___ Page excerpt

In a matter of days, games and matches were cancelled indefinitely across all major sports. From the collegiate level to the pros, the ball stopped rolling. Hell, you couldn’t even shoot hoops at your local park. Of course, this all came as a result of the COVID-19 pandemic.
Things got bleak for sports fans fast. Suddenly there was nothing to watch on TV after work, if you were still working. It had been a tough year for fans already with the loss of major sports figures, and the cancellations didn’t make things any easier. Fans had to be content with watching reruns of the major games. Others tried watching less popular sports on TV. Memes were quickly dispersed of people cheering on a bowling match. Then the Michael Jordan documentary, The Last Dance, arrived and it was a blessing that tied many sport fans over for the time being.
Now, months later, the highest names in the sports world are coming together and working to determine just how and when various sports leagues can reopen. When and if they do return, sporting events will not come back the same. For example, the NBA has announced that scrimmages will be held at the Walt Disney World Resort in Orlando. Only 22 teams will participate in a playoff format slated to begin at the end of July. While players wait for the season to restart, they are subject to regular testing for the coronavirus and must remain inside the “Bubble” until the season is over, or they are otherwise permitted to leave.

______
___ Record set

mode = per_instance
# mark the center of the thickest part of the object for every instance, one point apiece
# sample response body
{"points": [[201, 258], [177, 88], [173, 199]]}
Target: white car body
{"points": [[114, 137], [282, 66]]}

______

**Work request A:** Turn the paragraph of the passage on pandemic sports cancellations that begins "Now, months later" into a bulleted list that keeps its main facts.
**Work request B:** Write the next part of the passage on pandemic sports cancellations, picking up after its final sentence.
The material above is separate from the passage on pandemic sports cancellations.

**Exercise result A:**
- Top figures in sports are working out how and when leagues can reopen.
- If sporting events return, they will not be the same as before.
- The NBA has announced scrimmages at the Walt Disney World Resort in Orlando.
- Only 22 teams will take part, in a playoff format set to begin at the end of July.
- While waiting for the restart, players are regularly tested for the coronavirus.
- Players must stay inside the "Bubble" until the season is over or they are otherwise permitted to leave.

**Exercise result B:**
Other sports have already resumed. Soccer in Germany restarted in mid-May and the final was played at the beginning of July. Games were played without fans, along with a health protocol in place. Spain’s La Liga wrapped up on July 16th, with a 2-1 victory in Real Madrid’s favor.
Back here in the U.S. things are moving more slowly, and in some cases stopped altogether. Unfortunately, the U.S. is experiencing a massive second wave of COVID-19 infections. And we have failed to get things under control. For reasons such as this some have chosen to wait even longer to try to restart. The Ivy League recently announced that all sports are canceled throughout the Fall.
Meanwhile, players and competitors around the world are at home with more time on their hands than they’re used to. Some professional players have turned to other hobbies, like streaming themselves playing video games online. At one point during quarantine, virtual tournaments of athletes playing video games were televised. Of course, it wasn’t as exciting as watching real athletes compete, but it was something to pass the time and talk to your friends about.
One day sports will come back to a more regular schedule. And when they do come back, we’ll be able to appreciate them even more than before.